▸ **Instruction**
Return every line of the records below that contains the string "Intersection", reproducing each such line in full.

▸ **Provided data**

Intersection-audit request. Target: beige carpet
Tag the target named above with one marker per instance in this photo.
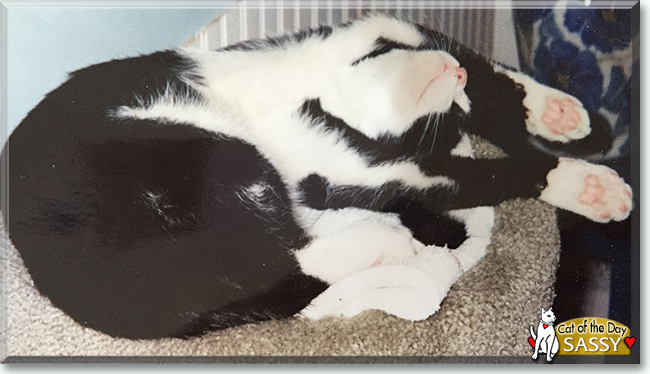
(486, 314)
* * *
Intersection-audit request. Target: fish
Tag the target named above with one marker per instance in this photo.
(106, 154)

▸ **Task result**
Intersection-audit request. Target: beige carpet
Intersection-audit request. Target: fish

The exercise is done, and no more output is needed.